== What is needed ==
Transfer the data below, beginning at the line that contains "# test: put a marker on the distant" and continuing to the end of the data. Reproduce every line, requests included, and add 129 to each coordinate in the answers.

== Dataset entries ==
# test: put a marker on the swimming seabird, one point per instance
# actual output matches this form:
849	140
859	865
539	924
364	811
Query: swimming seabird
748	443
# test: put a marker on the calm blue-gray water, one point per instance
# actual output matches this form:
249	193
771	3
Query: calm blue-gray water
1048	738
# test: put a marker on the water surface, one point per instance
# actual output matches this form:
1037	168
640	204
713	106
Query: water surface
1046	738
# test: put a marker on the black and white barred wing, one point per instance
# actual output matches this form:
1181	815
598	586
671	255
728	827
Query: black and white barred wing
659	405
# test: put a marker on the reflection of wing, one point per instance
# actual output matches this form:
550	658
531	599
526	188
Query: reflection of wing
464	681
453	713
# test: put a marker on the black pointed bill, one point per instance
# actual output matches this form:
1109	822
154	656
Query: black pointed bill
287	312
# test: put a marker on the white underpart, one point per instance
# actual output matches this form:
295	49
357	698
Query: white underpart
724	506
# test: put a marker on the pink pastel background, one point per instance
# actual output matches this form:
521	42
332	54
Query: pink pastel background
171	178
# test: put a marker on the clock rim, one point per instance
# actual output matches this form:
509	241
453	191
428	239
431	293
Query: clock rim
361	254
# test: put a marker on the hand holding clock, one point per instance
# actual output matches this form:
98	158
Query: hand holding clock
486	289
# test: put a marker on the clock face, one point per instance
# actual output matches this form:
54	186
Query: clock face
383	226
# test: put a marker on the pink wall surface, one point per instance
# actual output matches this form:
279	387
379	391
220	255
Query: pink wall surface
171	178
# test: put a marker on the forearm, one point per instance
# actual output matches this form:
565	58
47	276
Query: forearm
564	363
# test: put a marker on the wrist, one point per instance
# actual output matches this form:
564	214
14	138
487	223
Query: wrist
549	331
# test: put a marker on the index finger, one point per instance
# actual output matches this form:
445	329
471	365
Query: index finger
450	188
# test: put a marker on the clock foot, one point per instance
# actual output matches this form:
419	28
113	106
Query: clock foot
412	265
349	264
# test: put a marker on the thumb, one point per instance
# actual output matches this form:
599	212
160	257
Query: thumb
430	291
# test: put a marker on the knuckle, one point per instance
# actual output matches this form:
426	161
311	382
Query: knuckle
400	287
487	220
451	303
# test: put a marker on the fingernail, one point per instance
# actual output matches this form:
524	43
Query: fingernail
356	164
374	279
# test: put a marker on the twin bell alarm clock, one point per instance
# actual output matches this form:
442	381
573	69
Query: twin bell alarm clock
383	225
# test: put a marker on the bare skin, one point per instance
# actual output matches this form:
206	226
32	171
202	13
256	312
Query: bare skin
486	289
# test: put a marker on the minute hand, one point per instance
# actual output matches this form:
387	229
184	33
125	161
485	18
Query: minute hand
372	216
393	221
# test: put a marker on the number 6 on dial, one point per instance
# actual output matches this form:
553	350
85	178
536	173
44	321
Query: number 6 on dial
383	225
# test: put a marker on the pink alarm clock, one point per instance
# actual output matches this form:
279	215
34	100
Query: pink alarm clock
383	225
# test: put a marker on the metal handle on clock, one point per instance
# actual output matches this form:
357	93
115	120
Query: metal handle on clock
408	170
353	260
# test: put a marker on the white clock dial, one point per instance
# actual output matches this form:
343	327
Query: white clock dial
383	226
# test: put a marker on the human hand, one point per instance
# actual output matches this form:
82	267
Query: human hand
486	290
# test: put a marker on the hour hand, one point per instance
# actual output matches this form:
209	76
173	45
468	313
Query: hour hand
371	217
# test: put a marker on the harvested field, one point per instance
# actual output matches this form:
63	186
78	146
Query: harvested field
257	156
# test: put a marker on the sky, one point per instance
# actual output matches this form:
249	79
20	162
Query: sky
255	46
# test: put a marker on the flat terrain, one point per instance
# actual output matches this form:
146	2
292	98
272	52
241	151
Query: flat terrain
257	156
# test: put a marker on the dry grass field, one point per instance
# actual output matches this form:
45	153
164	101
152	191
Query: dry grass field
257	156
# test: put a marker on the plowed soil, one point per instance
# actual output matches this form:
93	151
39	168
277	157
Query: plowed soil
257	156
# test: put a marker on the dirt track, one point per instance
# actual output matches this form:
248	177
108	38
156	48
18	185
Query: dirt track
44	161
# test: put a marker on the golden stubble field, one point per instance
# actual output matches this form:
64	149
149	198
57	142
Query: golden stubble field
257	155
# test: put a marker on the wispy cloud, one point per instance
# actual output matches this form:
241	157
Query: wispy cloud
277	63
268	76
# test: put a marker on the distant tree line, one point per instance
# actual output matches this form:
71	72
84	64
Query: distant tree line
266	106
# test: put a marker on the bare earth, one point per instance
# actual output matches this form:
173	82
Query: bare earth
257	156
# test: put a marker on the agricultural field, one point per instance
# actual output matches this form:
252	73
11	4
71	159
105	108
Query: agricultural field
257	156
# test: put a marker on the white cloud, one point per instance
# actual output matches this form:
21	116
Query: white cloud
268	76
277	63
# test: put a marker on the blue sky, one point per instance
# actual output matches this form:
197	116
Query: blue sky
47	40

== Full response ==
# test: put a marker on the distant tree line, one point per instance
# actual output matches this form:
71	72
84	64
Query: distant tree line
395	235
# test: put a marker on the bare earth, one point per instance
# actual output matches this form:
173	82
Query: bare earth
386	285
# test: put a marker on the agricultural field, one point per instance
# actual output matches this form:
252	73
11	4
71	159
105	108
Query: agricultural field
386	285
# test: put a marker on the white cloud, one point per instance
# actual output matches this form:
21	116
Query: white cloud
397	205
406	192
# test: put a marker on the blue sky, one point per instance
# actual output matches this form:
197	116
Query: blue sky
176	169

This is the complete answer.